### Excerpted records
Start of Block

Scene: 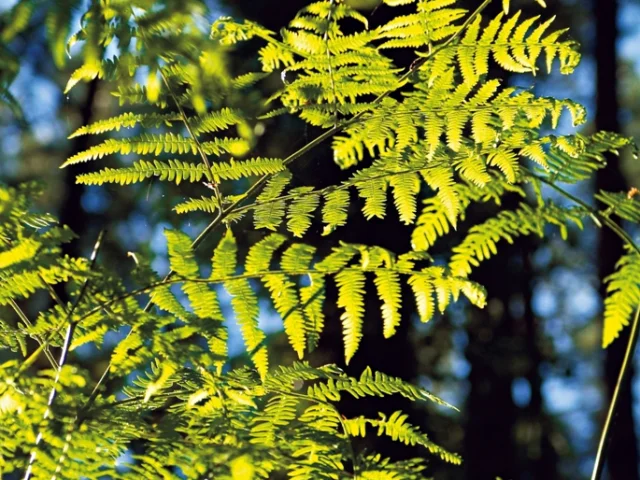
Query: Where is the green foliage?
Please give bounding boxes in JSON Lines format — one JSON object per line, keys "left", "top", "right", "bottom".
{"left": 2, "top": 0, "right": 640, "bottom": 477}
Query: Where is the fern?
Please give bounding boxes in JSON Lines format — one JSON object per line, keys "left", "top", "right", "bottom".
{"left": 4, "top": 0, "right": 640, "bottom": 477}
{"left": 162, "top": 230, "right": 486, "bottom": 364}
{"left": 602, "top": 247, "right": 640, "bottom": 348}
{"left": 449, "top": 202, "right": 586, "bottom": 278}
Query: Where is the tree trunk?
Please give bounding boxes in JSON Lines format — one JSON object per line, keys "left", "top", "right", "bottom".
{"left": 594, "top": 0, "right": 640, "bottom": 478}
{"left": 58, "top": 79, "right": 100, "bottom": 256}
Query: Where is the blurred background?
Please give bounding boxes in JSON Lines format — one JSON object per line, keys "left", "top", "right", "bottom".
{"left": 2, "top": 0, "right": 640, "bottom": 479}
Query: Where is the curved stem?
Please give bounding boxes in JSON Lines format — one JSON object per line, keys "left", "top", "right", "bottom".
{"left": 591, "top": 305, "right": 640, "bottom": 480}
{"left": 525, "top": 170, "right": 640, "bottom": 256}
{"left": 525, "top": 170, "right": 640, "bottom": 480}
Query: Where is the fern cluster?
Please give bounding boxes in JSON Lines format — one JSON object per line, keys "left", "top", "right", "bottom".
{"left": 2, "top": 0, "right": 640, "bottom": 477}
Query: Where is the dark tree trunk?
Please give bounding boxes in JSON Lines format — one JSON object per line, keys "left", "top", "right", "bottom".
{"left": 594, "top": 0, "right": 640, "bottom": 478}
{"left": 521, "top": 241, "right": 559, "bottom": 479}
{"left": 462, "top": 227, "right": 519, "bottom": 480}
{"left": 59, "top": 79, "right": 100, "bottom": 255}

End of Block

### Task description
Set every record down exactly, omitting pictures.

### Output for this exercise
Scene: 
Query: Where is the green foliage?
Please give bounding boxes in JSON Lines format — one JSON object per line, keys "left", "top", "right", "bottom".
{"left": 2, "top": 0, "right": 640, "bottom": 477}
Query: Where is the fern?
Please give bounding boxes in JSON Lines format — one JSON object per line, keys "left", "top", "right", "bottom".
{"left": 4, "top": 0, "right": 640, "bottom": 477}
{"left": 162, "top": 230, "right": 486, "bottom": 364}
{"left": 602, "top": 247, "right": 640, "bottom": 348}
{"left": 449, "top": 202, "right": 586, "bottom": 278}
Query: Where is the tree trunk?
Please give bounding boxes in JSON Lines format — one JSON object per line, keys "left", "top", "right", "bottom".
{"left": 594, "top": 0, "right": 640, "bottom": 478}
{"left": 58, "top": 79, "right": 100, "bottom": 256}
Query: Where is the blurred background?
Please give bounding boxes in JSON Lines format — one JSON object per line, keys "left", "top", "right", "bottom".
{"left": 2, "top": 0, "right": 640, "bottom": 479}
Query: Where is the curved stem?
Please give bounding boxes in JSON Lines format — one JSON object per line, keys "left", "top", "right", "bottom".
{"left": 591, "top": 305, "right": 640, "bottom": 480}
{"left": 525, "top": 170, "right": 640, "bottom": 256}
{"left": 525, "top": 170, "right": 640, "bottom": 480}
Query: Where is the fern cluster?
Please give bounding boxes in JSON Lines format — one JSON object per line, keys "left", "top", "right", "bottom".
{"left": 2, "top": 0, "right": 640, "bottom": 477}
Query: Where is the dark tree trunk?
Please give bounding boxes in JSON Lines format — one JSON object per line, keys "left", "top", "right", "bottom".
{"left": 594, "top": 0, "right": 640, "bottom": 478}
{"left": 521, "top": 241, "right": 559, "bottom": 479}
{"left": 462, "top": 227, "right": 519, "bottom": 480}
{"left": 59, "top": 79, "right": 100, "bottom": 255}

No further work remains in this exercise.